Collection entries:

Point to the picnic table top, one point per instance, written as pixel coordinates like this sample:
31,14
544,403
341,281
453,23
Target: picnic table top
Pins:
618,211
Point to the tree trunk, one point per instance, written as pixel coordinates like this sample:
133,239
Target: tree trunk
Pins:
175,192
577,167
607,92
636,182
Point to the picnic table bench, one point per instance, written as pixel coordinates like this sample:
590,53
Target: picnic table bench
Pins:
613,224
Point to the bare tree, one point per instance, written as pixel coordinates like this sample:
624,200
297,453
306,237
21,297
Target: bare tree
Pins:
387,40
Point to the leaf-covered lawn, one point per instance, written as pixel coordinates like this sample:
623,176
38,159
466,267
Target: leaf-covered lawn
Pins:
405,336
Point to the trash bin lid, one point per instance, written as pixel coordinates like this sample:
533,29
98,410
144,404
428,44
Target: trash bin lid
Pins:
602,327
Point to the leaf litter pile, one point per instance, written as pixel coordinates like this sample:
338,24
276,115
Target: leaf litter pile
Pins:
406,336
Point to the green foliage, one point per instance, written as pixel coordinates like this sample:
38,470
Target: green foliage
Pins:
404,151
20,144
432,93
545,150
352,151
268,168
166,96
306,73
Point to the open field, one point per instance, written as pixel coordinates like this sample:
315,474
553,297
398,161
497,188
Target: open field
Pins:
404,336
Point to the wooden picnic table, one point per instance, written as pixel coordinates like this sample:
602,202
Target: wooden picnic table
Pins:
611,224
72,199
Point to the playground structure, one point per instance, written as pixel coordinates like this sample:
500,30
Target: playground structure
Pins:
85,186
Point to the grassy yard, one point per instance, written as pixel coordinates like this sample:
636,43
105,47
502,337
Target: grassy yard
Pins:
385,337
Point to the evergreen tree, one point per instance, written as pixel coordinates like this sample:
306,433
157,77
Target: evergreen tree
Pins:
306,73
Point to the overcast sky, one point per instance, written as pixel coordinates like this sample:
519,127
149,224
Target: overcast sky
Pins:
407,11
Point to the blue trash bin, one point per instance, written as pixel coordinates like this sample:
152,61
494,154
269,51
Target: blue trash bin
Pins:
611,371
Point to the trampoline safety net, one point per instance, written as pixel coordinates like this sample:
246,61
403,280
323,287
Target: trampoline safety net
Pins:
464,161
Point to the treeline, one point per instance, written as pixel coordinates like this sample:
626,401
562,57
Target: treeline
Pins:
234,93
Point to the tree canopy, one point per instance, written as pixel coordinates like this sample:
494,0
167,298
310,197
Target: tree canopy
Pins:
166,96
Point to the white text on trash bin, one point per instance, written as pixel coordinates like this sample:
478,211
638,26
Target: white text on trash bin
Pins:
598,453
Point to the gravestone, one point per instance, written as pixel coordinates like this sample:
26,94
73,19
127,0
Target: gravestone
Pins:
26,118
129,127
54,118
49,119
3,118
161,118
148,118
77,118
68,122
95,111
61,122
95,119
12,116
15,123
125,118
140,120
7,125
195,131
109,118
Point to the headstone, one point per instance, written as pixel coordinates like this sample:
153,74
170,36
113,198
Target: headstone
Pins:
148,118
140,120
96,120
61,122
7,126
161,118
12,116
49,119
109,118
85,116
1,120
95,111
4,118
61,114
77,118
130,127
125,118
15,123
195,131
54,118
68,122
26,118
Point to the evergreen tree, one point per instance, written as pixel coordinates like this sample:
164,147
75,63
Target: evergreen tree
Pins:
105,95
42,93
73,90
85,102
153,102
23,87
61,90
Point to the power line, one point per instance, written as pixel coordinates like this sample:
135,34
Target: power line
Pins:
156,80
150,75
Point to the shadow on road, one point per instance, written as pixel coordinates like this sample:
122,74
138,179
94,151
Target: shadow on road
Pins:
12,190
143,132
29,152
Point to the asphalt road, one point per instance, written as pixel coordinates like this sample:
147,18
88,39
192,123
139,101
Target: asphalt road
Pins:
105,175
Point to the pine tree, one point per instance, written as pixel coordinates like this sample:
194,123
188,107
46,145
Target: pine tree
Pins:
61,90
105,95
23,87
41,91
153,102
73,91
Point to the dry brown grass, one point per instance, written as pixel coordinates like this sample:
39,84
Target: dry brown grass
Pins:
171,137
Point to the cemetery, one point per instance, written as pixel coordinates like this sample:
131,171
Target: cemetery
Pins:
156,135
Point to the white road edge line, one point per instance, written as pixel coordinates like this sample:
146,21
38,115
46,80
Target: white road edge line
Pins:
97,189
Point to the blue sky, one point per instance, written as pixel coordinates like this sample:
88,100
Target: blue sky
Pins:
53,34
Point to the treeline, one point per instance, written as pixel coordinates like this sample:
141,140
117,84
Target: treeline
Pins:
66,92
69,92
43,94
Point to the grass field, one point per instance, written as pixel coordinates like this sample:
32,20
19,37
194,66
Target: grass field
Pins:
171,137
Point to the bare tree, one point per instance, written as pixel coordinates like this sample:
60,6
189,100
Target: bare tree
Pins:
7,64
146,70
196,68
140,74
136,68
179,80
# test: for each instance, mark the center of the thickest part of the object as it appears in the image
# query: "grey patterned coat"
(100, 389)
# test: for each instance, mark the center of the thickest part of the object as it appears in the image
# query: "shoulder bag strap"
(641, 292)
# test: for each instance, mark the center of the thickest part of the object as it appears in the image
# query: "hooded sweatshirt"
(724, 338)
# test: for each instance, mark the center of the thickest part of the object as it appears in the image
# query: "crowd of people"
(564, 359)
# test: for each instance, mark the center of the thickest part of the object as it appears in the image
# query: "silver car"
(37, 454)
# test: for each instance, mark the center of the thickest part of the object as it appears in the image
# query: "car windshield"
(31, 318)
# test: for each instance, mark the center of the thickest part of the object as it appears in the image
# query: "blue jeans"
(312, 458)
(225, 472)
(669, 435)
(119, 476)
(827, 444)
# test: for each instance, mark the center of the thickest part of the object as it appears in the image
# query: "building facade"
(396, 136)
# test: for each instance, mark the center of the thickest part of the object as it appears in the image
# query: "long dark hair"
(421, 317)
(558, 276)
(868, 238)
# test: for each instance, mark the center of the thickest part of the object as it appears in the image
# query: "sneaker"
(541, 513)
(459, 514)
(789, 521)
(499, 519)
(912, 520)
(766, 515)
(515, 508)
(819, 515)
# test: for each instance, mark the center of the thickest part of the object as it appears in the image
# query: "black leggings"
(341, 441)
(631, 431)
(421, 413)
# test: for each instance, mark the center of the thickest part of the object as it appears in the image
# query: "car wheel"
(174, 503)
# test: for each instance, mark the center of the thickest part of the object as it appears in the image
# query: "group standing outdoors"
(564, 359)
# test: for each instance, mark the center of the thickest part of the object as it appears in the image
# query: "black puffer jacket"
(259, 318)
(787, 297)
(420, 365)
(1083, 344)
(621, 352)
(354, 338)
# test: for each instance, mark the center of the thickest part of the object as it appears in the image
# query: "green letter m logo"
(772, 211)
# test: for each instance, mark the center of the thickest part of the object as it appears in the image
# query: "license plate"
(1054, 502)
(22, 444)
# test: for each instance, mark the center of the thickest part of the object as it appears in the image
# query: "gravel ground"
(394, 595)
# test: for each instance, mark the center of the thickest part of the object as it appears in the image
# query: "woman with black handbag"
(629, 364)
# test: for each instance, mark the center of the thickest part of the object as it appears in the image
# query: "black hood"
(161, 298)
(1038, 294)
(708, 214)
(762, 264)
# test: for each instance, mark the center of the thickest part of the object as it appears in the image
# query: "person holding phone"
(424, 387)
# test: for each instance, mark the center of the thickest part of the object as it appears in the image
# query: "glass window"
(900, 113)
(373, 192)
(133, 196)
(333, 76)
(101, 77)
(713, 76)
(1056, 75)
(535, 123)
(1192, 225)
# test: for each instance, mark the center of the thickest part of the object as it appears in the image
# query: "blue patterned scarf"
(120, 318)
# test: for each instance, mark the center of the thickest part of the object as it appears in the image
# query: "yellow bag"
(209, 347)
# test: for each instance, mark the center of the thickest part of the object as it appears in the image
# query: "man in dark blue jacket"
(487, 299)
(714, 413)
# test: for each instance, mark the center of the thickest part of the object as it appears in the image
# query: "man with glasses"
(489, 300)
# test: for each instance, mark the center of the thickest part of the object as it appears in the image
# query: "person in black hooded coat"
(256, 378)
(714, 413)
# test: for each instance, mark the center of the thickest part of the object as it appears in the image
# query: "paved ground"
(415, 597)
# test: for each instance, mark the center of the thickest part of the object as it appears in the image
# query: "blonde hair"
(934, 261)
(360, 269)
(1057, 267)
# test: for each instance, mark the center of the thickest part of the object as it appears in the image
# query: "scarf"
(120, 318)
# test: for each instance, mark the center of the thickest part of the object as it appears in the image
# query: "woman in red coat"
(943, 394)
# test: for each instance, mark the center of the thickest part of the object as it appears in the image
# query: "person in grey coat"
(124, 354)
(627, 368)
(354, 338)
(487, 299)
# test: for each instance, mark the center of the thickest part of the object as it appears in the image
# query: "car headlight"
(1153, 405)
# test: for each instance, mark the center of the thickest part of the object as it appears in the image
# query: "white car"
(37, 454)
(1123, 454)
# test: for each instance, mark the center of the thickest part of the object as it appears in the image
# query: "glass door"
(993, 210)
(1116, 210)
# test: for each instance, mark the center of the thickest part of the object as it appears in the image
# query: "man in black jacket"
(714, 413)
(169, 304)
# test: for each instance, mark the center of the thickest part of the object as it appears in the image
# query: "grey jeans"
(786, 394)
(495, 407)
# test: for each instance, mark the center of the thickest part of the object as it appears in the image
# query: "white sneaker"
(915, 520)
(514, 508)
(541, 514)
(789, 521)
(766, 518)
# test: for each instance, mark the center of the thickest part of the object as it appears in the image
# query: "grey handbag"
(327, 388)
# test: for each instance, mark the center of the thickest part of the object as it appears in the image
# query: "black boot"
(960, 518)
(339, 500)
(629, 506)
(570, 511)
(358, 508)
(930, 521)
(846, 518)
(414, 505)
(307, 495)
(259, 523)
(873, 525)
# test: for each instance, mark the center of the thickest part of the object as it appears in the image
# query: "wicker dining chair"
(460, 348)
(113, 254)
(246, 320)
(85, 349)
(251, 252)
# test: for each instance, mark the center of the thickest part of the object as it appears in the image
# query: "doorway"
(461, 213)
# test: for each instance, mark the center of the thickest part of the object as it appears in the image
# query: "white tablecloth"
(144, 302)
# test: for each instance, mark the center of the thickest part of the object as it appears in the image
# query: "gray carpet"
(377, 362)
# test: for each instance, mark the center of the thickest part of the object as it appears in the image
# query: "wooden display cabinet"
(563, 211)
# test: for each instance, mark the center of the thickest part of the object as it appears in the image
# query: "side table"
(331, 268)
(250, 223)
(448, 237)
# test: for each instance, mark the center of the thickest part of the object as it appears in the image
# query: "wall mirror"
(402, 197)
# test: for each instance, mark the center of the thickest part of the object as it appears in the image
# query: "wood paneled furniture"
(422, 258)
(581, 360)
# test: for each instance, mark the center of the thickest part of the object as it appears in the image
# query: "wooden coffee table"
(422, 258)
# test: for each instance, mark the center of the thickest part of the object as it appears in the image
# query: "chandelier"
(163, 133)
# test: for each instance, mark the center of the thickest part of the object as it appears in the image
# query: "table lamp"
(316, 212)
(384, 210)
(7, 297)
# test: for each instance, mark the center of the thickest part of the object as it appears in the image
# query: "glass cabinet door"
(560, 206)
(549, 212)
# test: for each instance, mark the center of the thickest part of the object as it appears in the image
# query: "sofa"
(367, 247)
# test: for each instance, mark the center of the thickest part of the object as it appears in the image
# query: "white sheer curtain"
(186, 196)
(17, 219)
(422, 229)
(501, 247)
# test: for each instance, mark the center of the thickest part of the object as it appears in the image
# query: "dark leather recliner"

Work to complete => Lines from the records above that hold "leaf" are the ones to list.

Your response =>
Point to the leaf-covered lawn, one point per instance, written as pixel coordinates like this sample:
Target: leaf-covered lawn
Point to the leaf litter pile, one point per instance, written as pixel coordinates like this sample:
Target: leaf litter pile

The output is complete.